**Task data**
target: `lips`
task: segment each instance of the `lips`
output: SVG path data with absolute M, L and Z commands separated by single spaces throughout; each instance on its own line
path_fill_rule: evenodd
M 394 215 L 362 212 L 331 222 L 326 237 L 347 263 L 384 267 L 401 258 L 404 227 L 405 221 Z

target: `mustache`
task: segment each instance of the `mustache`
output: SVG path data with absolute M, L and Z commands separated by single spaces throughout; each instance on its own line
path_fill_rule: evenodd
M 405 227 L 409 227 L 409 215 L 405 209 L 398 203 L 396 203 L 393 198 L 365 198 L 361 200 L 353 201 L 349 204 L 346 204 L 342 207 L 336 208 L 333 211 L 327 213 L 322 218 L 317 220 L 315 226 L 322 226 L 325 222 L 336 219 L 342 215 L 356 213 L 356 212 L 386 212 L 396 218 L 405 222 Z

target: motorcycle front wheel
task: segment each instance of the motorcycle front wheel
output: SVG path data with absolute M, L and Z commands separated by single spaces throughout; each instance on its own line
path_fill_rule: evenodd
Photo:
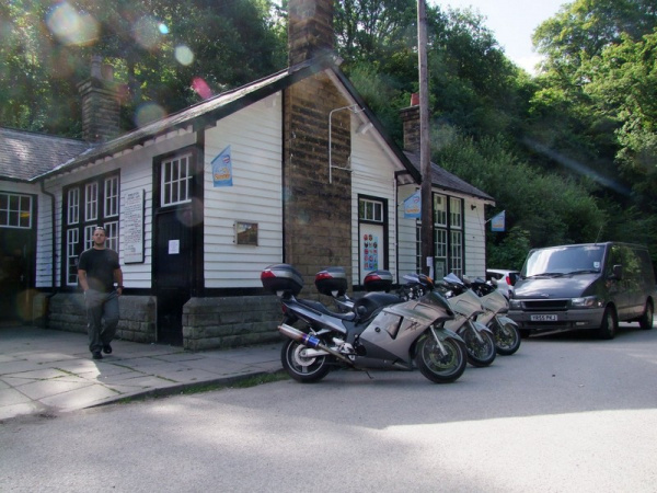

**Problem description**
Please recast every line of the records above as a JSON list of strings, one string per line, with blank lines left out. Leave the pictures out of the answer.

**Exercise result**
[
  "target: `lips`",
  "task: segment each instance of the `lips`",
  "output: SVG path data with absolute M, L and Z commands separated by single spaces throughout; each instance on its own line",
  "path_fill_rule: evenodd",
  "M 394 215 L 362 212 L 331 222 L 326 237 L 347 263 L 384 267 L 401 258 L 404 227 L 405 221 Z",
  "target: `mustache`",
  "task: segment each instance of the `mustache`",
  "output: SVG path data with absolute M, L and Z commands separated by single spaces throughout; each instance on its own line",
  "path_fill_rule: evenodd",
  "M 405 227 L 409 227 L 409 215 L 405 209 L 398 203 L 396 203 L 393 198 L 365 198 L 361 200 L 353 201 L 349 204 L 346 204 L 342 207 L 336 208 L 333 211 L 327 213 L 322 218 L 317 220 L 315 226 L 322 226 L 325 222 L 336 219 L 342 215 L 356 213 L 356 212 L 386 212 L 396 218 L 405 222 Z",
  "target: motorcycle front wheel",
  "task: segment each instance of the motorcycle front wheel",
  "output: SVG path data with absolute M, L and Z commands separated by single spaces throughout; each instance on its own line",
  "path_fill_rule: evenodd",
  "Photo:"
]